Tasks and exercises:
[a] In the gorilla safari account, why does the guide say female gorillas are called adults from eight years on? Answer in one to three sentences.
[b] Go on with the gorilla safari account, picking up after its final sentence.

We were well prepared for what is usually a muddy and wet misty experience into the Jungle (with our boots, raincoats and packed Lunch), but were lucky and blessed with sunny weather and Climate and above all a clear trail.
We were lucky to have such a resourceful guide, as we continued with this Gorilla Safari into the forest, Fidel told us that the dominant male in that family group (the Silverback) is called “The President”. He said if there is no dominant male in the group, then a female takes up the responsibility as the leader.
Just Like Us
Male gorillas turn adults and attain silverbacks at the age of 10years,” Fidel said quietly. “From eight years on females are called adults because they can have babies. Gorillas can live up to forty years. Gestation period for pregnancy is about eight to nine months.
“Female Gorillas usually live longer than males. They are vegetarians. They sleep, play, socialize and eat just like us. Perhaps this is why they are termed as our closest cousins. Their DNA is ninety-seven percent the same as humans.”
He suddenly held up his hand and whispered, “straight ahead.” We heard the sound of twigs breaking and grunting noises before we could see anything.
Our guide gently pushed aside some bamboo sticks and my wife was staring face to face with a 500-pound silverback ten feet in front of her who was contently sitting down to lunch on some freshly stripped morsels of bamboo leaves. She froze, as we lined up alongside her; our mouths agape at the spectacle.
Shortly a number of females alongside their toddlers and a newborn joined the silverback. We enjoyed as we watched the children play, climb tree branches and being pulled back to their mothers when they got too far away or too close to the spectators.
We were deep in thought. Imagine we were the ones with the camera equipment, but if the gorillas could take our picture, they would probably be laughing hysterically at images of our grinning stupefied faces.
As required, we left the gorilla family after an hour’s viewing and made our way back down the mountain. We were in such awe that there was little conversation probably meditating how thrilling the Rwanda gorilla tour is.
Everyone come to understand that the $750.00 per person we had paid for permits to see the gorillas were the best money we had ever spent. The funds from the Rwanda gorilla trips permits help the rangers protect the gorillas, continue research like Dian fossey research Centre which located in this park, also provide funds for the surrounding communities to build schools, health clinics and crafts centers.

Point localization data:

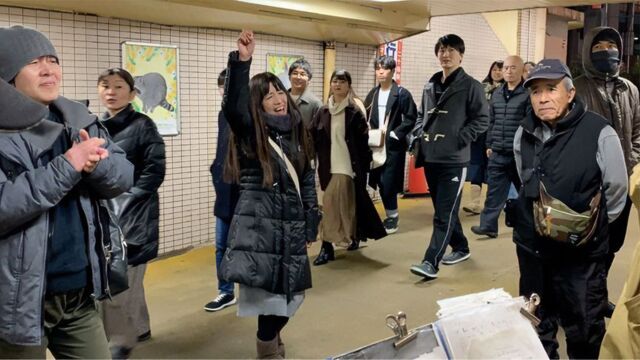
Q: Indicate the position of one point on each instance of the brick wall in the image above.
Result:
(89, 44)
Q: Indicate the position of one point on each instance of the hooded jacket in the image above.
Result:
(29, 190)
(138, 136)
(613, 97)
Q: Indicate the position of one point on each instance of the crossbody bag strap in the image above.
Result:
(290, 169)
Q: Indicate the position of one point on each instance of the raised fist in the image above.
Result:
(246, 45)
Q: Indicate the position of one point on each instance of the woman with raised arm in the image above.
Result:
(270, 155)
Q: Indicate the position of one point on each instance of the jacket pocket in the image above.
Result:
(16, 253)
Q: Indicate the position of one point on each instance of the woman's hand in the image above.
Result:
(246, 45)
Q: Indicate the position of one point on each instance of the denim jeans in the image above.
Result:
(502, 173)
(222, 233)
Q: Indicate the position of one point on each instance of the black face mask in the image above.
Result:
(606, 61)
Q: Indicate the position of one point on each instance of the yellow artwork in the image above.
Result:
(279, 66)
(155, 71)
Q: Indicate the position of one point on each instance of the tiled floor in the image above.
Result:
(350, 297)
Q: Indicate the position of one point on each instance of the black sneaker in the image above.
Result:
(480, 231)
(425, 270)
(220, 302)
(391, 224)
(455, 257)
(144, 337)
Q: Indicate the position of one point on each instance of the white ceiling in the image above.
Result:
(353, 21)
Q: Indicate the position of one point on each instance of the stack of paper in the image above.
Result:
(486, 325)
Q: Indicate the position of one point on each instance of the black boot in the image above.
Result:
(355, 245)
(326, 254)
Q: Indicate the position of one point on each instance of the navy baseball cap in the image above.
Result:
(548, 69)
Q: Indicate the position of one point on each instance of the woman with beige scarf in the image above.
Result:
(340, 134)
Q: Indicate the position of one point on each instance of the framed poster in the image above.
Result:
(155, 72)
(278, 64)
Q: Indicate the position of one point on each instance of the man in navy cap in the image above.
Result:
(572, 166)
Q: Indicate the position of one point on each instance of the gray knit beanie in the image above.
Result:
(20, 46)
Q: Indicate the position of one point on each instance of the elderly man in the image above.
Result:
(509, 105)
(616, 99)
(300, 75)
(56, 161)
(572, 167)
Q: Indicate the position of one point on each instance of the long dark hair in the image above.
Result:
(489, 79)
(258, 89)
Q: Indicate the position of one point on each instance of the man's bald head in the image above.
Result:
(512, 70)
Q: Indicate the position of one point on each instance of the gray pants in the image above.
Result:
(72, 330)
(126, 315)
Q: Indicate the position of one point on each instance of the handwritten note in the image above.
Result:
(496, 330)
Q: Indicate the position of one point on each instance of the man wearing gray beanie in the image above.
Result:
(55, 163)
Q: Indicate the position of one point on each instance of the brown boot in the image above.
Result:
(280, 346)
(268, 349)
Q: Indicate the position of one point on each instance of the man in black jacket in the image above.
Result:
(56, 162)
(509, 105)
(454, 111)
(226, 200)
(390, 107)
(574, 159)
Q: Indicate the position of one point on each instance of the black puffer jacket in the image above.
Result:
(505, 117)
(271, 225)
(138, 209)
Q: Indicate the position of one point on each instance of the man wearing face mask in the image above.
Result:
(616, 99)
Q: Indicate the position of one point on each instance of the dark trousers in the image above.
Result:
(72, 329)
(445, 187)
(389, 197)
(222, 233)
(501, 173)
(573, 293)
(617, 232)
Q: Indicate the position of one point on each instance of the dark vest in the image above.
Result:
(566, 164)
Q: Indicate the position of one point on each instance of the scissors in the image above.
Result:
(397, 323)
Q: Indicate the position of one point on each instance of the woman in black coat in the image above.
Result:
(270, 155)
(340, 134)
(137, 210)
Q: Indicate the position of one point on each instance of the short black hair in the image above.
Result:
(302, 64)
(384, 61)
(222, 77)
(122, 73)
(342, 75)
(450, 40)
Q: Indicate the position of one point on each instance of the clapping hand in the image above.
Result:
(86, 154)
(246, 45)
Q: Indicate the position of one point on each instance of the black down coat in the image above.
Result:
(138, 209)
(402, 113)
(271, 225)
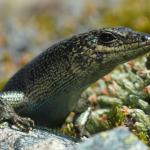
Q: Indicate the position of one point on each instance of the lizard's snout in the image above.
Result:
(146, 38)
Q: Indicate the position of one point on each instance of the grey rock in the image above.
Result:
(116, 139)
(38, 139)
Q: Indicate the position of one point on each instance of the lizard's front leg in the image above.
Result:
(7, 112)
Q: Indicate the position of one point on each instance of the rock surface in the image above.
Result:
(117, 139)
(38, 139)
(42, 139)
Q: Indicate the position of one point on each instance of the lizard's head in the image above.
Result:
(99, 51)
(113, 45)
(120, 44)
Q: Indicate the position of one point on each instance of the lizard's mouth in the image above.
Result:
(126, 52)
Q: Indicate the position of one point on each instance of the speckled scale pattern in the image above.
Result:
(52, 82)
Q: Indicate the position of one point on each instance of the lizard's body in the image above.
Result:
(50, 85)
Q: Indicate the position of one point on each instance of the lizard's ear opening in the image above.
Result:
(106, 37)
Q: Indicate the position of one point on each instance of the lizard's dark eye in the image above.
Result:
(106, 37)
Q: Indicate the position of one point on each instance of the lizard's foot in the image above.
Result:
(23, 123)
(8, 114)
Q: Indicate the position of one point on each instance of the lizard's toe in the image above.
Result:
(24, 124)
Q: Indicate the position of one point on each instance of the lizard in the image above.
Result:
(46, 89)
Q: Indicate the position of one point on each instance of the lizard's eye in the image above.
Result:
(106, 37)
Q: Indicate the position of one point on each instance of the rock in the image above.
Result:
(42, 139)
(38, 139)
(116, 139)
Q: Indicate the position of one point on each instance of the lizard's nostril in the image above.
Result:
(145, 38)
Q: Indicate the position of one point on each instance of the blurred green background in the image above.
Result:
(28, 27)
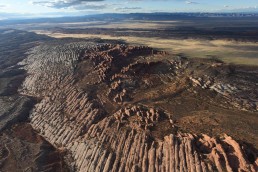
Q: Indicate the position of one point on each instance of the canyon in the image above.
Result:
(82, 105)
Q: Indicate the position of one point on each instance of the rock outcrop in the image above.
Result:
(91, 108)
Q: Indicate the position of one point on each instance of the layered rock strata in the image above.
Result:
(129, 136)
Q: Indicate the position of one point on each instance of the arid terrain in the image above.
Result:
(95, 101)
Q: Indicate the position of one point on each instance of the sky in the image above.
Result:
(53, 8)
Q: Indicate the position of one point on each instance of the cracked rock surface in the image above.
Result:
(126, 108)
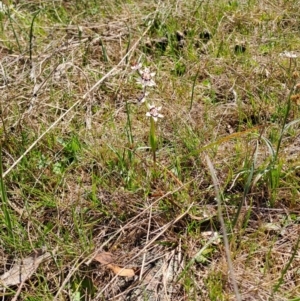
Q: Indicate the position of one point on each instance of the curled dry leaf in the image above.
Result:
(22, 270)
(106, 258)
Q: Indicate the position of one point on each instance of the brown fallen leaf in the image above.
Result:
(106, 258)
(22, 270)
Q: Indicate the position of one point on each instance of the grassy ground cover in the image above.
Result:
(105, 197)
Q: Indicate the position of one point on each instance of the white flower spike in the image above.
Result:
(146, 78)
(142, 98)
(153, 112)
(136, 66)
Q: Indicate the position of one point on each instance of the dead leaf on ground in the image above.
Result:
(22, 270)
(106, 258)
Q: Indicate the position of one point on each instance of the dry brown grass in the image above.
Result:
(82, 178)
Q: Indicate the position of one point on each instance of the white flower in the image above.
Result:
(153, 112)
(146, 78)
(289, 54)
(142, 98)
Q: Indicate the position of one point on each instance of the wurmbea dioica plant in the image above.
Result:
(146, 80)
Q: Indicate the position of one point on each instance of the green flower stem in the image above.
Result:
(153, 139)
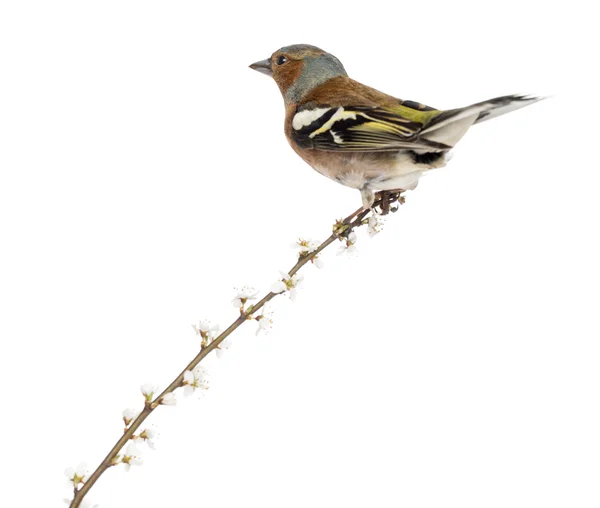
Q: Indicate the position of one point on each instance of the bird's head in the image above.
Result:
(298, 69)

Results of the tasks:
[a] The guide says female gorillas are called adults from eight years on because at that age they can have babies.

[b]
Rwanda is becoming increasingly noticed worldwide for its environmental policies, gender equality, stable government, family life and breathtaking beauty. Positive internal and international support for infrastructure, education, investment, security and eco-tourism have made it assessable, affordable and one of the safest destinations for adults and children in Africa as well as travelers who enjoy Rwanda safari trips to see the beauty of this central and East African tiny Nation.
After the breathtaking moment with the mountain Gorillas you can spice up your Rwanda safari with Kigali City tour which enables you see the National Museum to learn about the cultural history of Rwanda. Pay tribute to Rwanda Genocide victims by visiting Kigali Genocide memorial centre or other Genocide memorial sites in other districts. For other stunning wildlife arrange with your tour company to visit Nyungwe forest national park and Akagera National park as well.
Quick Tips to Traveling Rwanda
- The cheaper flights from London to Rwanda are via Kenya or via Johannesburg, South Africa.
- Their largely spoken national language is Kinyarwanda, but many people also speak English, Swahili or French and there is a big push for everyone to learn English language.
- Immunization certificate or immunization cards are required.
- Currency is the Rwandan franc which equals about 550 francs to every US dollar.